» Description of the task
Reproduce, with no alteration, the span of lines that begins at the line containing "Target: woman's face" and ends at the last line of the records, both ends included, and nothing else.

» Excerpted records
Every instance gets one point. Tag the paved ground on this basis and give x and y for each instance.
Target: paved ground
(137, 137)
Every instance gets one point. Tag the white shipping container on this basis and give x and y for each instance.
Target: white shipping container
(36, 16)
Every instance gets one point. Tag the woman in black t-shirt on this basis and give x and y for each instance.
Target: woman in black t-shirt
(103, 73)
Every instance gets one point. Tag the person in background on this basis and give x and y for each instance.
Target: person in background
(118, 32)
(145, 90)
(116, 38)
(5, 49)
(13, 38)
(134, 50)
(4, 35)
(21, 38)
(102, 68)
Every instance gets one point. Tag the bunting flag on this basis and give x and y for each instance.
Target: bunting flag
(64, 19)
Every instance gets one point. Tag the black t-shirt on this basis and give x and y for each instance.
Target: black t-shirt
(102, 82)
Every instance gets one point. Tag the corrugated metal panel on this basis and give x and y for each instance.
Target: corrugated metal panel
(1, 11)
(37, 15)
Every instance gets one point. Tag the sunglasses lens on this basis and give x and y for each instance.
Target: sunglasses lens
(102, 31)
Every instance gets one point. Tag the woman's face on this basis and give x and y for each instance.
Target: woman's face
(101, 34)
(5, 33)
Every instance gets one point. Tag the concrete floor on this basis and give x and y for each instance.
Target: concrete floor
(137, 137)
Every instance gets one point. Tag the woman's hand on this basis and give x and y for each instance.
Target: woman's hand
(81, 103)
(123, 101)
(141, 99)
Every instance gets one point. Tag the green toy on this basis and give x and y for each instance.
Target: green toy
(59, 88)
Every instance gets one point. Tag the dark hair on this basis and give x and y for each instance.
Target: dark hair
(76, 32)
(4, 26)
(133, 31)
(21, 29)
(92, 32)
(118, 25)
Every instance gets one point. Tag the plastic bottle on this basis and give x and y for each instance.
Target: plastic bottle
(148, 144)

» Answer box
Target: woman's face
(101, 34)
(5, 33)
Every instance gets one point. Tag the concrete floor on this basis and give x and y for each instance.
Target: concrete floor
(137, 137)
Every instance gets one point. Tag the woman's hand on this basis and give x and y for each instance.
Target: woman's hand
(81, 103)
(123, 101)
(141, 99)
Every instance gets one point. Tag the green toy on this basis and give x and y for each instance.
Target: green toy
(59, 88)
Every instance gets one point. Tag the dark hair on this basis and give x and y for each instance.
Target: dark hair
(76, 32)
(4, 26)
(133, 31)
(21, 29)
(92, 32)
(118, 25)
Every instance gets one point. Tag the plastic bottle on this basis and give x and y for each instance.
Target: plastic bottle
(148, 144)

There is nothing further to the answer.